[Selected excerpt]
--
This statement is one of the key mantras and components of I-Traders philosophies as many years experience has shown how often pivotal moments around such times occur. Of course not all markets will do this around every holiday, but with this being the first of the calendar year, it is one of the most important, as strategic players look to allocate the first substantial positions of the year.

 

The period of Xmas and the New Years as shown in the video blog of Jan 3 highlighted some potential areas of interest and some conclusions can already be made. The rally in stocks lasted just two days in what was a failed attempt to build a higher trend. For bulls, the extinguishing of optimism and the theory that a wall of money was ready to coming off the sidelines being proved false is very disappointing. The market is obviously is still happy to get almost no yield. Fridays decoupling of gold from the stock market was also a sign of nervousness. Most Index’s are close to or below there December lows and as it stands, the S*P would need to rise more than 100 points from its current value to signal that an uptrend was sustainable.

 

This has been a common pattern as most of the trends mentioned were short lived, although in contrast to Index’s, Bond markets (especially Uk Gilts) provided a swift opportunity and have still to make new highs. Underperformance of Gilts looks to remain a common theme.

 

Therefore, it is to the commodities that focus concentrates and especially grains and softs. Much has been said about how tracker funds will have to rebalance and what impact that would have into the months end. For a pure Technical Analyst that news is already in the price and largely irrelevant. For me I traded fundamentals and core price action long before technical’s and therefore find it impossible to ignore what is the supposed justification for market behaviour. Therefore, it is worth noting via Open Interest and the Commitment of Traders how the former on some grains are as much as 50% lower than a year ago, and on the latter, how funds are short coffee. Both facts mean that whilst the level of participation is unlikely to reach the heady levels seen previously, there is still plenty of fuel, if strategic players deem baskets of commodities as an attractive asset class.

 

Soybeans appear to be the most interesting from both a fundamental and technical viewpoint. Monday Jan 12th saw an overnight rally on poor weather in Argentina, dramatically put in its place by a bearish monthly and quarterly USDA report which saw a move to limit down, with the spot month showing even larger falls. The subsequent price action through the rest of the week is highly instructive.
--
[Extracted records]
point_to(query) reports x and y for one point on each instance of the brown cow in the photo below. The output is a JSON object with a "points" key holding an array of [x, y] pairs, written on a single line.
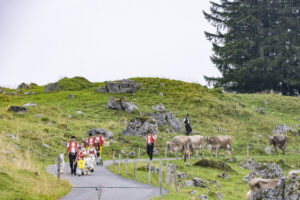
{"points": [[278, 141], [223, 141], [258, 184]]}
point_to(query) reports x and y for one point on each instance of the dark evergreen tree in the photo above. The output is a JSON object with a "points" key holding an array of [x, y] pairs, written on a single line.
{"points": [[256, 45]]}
--
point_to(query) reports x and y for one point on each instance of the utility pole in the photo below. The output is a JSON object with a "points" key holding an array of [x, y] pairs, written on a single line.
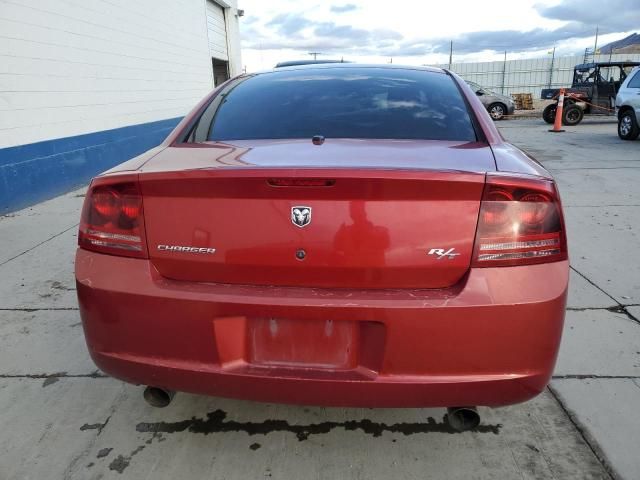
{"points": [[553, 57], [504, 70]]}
--
[Stated goal] Reproduce the passage of the market commentary starting at "This statement is" and ending at "of the year.", keeping every word and mark as it appears.

[Solution below]
This statement is one of the key mantras and components of I-Traders philosophies as many years experience has shown how often pivotal moments around such times occur. Of course not all markets will do this around every holiday, but with this being the first of the calendar year, it is one of the most important, as strategic players look to allocate the first substantial positions of the year.